▸ **Instructions for the task**: In the material below, copy verbatim every line from the one with "Category: motorcycle mirror" to the one with "pixel 113 166", both included.
— begin —
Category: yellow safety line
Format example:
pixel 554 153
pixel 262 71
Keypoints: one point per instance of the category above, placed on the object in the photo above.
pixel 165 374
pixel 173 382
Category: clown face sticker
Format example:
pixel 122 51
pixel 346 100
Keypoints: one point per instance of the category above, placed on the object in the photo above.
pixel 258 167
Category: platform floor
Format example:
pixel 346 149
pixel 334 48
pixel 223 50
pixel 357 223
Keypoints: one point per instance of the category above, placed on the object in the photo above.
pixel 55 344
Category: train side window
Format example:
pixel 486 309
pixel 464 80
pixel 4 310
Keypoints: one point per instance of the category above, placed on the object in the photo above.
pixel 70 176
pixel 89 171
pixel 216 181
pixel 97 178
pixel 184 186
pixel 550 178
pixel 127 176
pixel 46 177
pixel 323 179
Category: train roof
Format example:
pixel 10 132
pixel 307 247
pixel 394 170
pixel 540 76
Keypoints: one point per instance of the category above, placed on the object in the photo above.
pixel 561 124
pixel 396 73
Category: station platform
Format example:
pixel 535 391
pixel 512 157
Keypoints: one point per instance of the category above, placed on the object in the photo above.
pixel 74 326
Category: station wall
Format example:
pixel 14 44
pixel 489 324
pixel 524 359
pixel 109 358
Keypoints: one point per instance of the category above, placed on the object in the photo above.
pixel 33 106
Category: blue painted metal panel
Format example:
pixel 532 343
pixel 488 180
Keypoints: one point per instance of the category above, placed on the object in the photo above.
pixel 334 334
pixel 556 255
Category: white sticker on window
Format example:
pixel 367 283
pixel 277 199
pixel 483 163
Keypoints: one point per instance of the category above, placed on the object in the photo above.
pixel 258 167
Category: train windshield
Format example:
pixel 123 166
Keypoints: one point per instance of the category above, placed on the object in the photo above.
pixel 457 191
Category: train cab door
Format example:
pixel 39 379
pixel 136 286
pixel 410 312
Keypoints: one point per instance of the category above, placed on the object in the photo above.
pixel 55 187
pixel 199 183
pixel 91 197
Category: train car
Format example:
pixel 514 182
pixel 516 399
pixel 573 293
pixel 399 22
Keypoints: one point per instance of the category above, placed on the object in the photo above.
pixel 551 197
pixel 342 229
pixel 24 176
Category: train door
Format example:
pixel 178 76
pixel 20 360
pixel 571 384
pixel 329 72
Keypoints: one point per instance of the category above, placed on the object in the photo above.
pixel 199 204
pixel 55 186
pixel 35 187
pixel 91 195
— end —
— begin —
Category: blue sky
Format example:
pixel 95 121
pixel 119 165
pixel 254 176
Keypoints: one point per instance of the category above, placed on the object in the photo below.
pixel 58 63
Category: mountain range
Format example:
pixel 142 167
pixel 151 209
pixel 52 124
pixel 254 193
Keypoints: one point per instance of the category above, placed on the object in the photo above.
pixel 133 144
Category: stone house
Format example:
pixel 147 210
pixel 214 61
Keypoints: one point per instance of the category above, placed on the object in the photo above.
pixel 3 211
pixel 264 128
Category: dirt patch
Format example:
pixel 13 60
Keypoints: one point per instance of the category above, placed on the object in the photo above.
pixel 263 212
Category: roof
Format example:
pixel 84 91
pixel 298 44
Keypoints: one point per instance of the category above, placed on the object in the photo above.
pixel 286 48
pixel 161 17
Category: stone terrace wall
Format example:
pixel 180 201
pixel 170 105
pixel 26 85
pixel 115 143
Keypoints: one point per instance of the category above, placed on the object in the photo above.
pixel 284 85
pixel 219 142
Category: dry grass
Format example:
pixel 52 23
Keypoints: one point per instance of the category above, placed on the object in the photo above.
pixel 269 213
— end —
— begin —
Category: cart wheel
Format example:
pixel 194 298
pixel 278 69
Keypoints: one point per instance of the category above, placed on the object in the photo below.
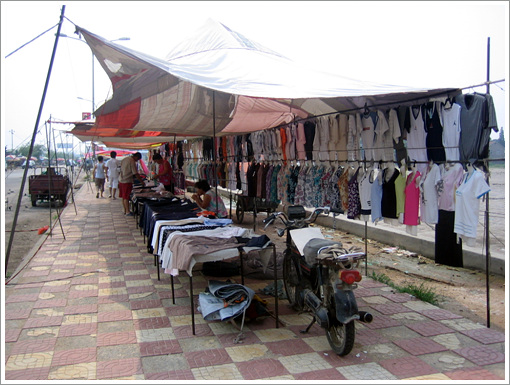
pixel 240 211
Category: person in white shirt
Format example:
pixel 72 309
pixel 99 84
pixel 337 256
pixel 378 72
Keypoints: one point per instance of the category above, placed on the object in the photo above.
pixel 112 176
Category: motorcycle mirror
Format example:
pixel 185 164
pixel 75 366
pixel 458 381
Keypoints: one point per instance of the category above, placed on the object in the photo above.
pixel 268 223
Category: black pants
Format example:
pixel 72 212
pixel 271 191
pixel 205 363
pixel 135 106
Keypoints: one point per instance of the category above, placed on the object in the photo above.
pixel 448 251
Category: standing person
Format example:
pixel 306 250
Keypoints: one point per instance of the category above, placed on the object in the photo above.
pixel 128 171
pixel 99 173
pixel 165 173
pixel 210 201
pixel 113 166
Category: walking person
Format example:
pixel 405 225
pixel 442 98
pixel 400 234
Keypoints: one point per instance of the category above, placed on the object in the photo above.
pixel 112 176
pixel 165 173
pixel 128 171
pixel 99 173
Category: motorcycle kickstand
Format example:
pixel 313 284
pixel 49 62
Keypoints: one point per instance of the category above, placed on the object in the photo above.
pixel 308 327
— end —
▸ **Result**:
Category: motorcycle mirror
Format example:
pixel 185 164
pixel 75 366
pixel 458 381
Keypoints: one point per instance of the category above, placed on the object in the photo above.
pixel 268 223
Category: black pants
Format example:
pixel 72 212
pixel 271 191
pixel 205 363
pixel 135 106
Keypoints: one point per instance of the category above, placed on the object in the photo above.
pixel 448 251
Category: standing person
Format example:
pixel 306 250
Keypoints: one point per instance of the category above, placed on the object in the photo above.
pixel 128 171
pixel 99 173
pixel 165 173
pixel 210 201
pixel 113 166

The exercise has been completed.